Exercise inputs ->
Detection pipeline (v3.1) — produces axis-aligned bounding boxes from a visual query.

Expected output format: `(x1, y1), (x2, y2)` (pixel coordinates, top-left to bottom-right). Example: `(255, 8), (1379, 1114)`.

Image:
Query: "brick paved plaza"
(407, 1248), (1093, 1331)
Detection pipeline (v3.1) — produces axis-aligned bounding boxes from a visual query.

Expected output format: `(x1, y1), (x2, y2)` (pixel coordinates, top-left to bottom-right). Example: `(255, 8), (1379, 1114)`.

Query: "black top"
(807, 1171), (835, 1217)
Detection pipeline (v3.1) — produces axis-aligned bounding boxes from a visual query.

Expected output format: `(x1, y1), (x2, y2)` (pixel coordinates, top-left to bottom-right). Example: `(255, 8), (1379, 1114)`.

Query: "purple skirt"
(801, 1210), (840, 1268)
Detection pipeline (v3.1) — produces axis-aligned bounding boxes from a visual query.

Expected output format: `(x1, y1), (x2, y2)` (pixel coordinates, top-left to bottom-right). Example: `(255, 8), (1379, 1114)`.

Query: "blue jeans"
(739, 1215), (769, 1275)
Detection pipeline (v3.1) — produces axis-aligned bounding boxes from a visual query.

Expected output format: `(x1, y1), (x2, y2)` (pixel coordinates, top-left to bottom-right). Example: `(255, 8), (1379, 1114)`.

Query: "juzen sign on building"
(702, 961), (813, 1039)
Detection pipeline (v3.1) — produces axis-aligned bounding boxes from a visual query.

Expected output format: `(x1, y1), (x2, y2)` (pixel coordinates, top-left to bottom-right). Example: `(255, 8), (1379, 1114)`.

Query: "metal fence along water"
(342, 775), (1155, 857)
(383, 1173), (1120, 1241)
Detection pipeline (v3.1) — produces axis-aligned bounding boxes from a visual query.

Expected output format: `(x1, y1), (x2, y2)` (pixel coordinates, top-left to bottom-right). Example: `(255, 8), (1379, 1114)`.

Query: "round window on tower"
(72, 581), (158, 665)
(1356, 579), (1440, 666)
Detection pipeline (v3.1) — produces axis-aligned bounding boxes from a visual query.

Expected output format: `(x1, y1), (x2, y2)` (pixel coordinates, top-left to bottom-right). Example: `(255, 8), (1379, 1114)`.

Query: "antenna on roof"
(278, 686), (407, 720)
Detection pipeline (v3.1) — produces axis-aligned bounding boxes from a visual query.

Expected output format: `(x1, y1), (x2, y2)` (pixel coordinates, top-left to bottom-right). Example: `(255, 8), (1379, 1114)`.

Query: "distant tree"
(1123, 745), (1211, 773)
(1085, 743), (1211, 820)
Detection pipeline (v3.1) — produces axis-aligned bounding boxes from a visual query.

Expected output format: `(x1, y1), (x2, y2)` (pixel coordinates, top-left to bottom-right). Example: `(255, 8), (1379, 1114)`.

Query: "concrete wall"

Prompt -> Write the material out once more, exactly as it reads.

Exercise response ->
Detection pipeline (v3.1) — produces axis-aligned bounding boxes from a visual query.

Expected output format: `(x1, y1), (x2, y2)` (pixel coordinates, top-left to bottom-right). Example: `(255, 8), (1379, 1114)`.

Image:
Query: "brick paved plaza"
(407, 1248), (1093, 1331)
Detection pipeline (v3.1) — produces axis-aligned bounding boxes from a visual query.

Expected output format: `(x1, y1), (x2, y2)` (pixel coordinates, top-left to bottom-right). Example: `(255, 8), (1379, 1114)`.

Query: "black top"
(807, 1171), (835, 1217)
Detection pipeline (v3.1) — produces axis-aligned bounding boxes from a visual query.

Expected output format: `(x1, y1), (x2, y2)` (pixel coordinates, top-left to bottom-right). Example: `(255, 8), (1379, 1114)`.

Query: "purple skirt"
(801, 1210), (840, 1268)
Detection pipeline (v3.1) — produces axis-aligned bounding boxes from a visual query.

Expected output format: `(x1, y1), (x2, y2)` (pixel coordinates, top-left to bottom-right). Example: `(255, 8), (1379, 1114)`.

Query: "blue jeans"
(739, 1215), (769, 1275)
Detection pipeline (v3.1) — produces axis-aligned bounding boxes from a visual query.

Expected output format: `(x1, y1), (x2, y2)` (pixel coordinates, top-left to bottom-right). Example: `(255, 8), (1379, 1114)`.

Query: "juzen sign on building"
(702, 961), (813, 1039)
Detection pipeline (v3.1) — produces axis-aligned bounding boxes from a visual query.

Expected output format: `(x1, y1), (x2, y2)` (pixel coordinates, top-left to bottom-right). Example: `(255, 8), (1379, 1114)`.

Query: "metal fence along water"
(342, 775), (1155, 857)
(383, 1173), (1120, 1241)
Detection pipeline (v3.1) — produces axis-aligned bounding boxes from a visual query.

Expected output format: `(x1, y1), (x2, y2)` (pixel coordinates, top-left to bottom-right). Example: `(255, 8), (1379, 1114)`.

Query: "round window on tower"
(72, 581), (158, 665)
(1356, 579), (1440, 666)
Detection pipeline (v3.1) — produces axis-aligned bounding boxes from a visual query.

Expected output format: `(x1, y1), (x2, y2)` (pixel coordinates, top-left to bottom-right). Example: `(255, 8), (1379, 1114)`.

Query: "antenna on roof"
(278, 686), (407, 720)
Detection pipeline (v3.1) — produces axis-aligned bounding boxes from a visual query.

Expected output format: `(x1, y1), (x2, y2)` (pixel coordinates, top-left to bottom-right). Example: `(255, 8), (1379, 1114)`.

Query: "distant tree"
(1123, 745), (1211, 773)
(1085, 743), (1211, 820)
Detection pipeline (v3.1) — produces axis-aligned bounding boxes from a visual query.

Expected output format: `(x1, y1), (x2, y2)` (pixel coordinates, top-left to bottom-right). Example: `(255, 8), (1379, 1114)`.

Query: "concrete wall"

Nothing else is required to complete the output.